— Start Supplied text —

Chief Albert John Mvumbi (“Continuous Rain” in Zulu) Luthuli, a leading figure in South Africa’s struggle against apartheid and Africa’s first Nobel Peace Prize recipient, was a product of Christian mission schools. His father, John Bunyan Luthuli, was a missionary interpreter in Rhodesia, and Albert, supported by a scholarship and his widowed mother’s earnings as a charwoman, attended an American Mission Board’s teacher training college near Durban, South Africa.
He was one of the school’s first African teachers, but in 1936 he switched careers when he was elected chief of a five-thousand-person community in Groutville in Natal’s sugar lands. (An uncle had previously held the position.) Elected to leadership positions in the wider community, Luthuli eventually joined the Institute of Race Relations, the Christian Council Executive, and, in 1945,the African National Congress (ANC), becoming president of its Natal branch.
Discussing the intersection of politics and religion, Luthuli said, “I am in Congress precisely because I am a Christian. My Christian belief about society must find expression here and now, and Congress is the spearhead of the real struggle. . . . My own urge, because I am a Christian, is to get into the thick of the struggle with other Christians, taking my Christianity with me and praying that it may be used to influence for good the character of the resistance.”
Throughout his career the Zulu leader experience the increasing harshness of South African racial policies. As a local chief, he lived with a constituency to whom poverty and political impotence were part of life. In 1946 he joined protests against police violence that crushed a strike of African miners, leaving eight persons dead and over a thousand injured. While on a 1948 tour of the United States, sponsored by the Congressional Board of Missions, he warned of racial problems in South Africa and their effects on the Christian community.

— End Supplied text —
— Start Data provided —

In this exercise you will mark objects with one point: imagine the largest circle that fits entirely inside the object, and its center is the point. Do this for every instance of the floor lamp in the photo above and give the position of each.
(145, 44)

— End Data provided —

▶ **What to work on**
a) Name every organization that the passage on Albert Luthuli says he joined.
b) Render this sentence from the passage on Albert Luthuli in Spanish: "As a local chief, he lived with a constituency to whom poverty and political impotence were part of life."

▶ **Responses to the exercise**
a)
- Institute of Race Relations
- Christian Council Executive
- African National Congress (ANC)

b) Como jefe local, vivía con una comunidad para la cual la pobreza y la impotencia política formaban parte de la vida.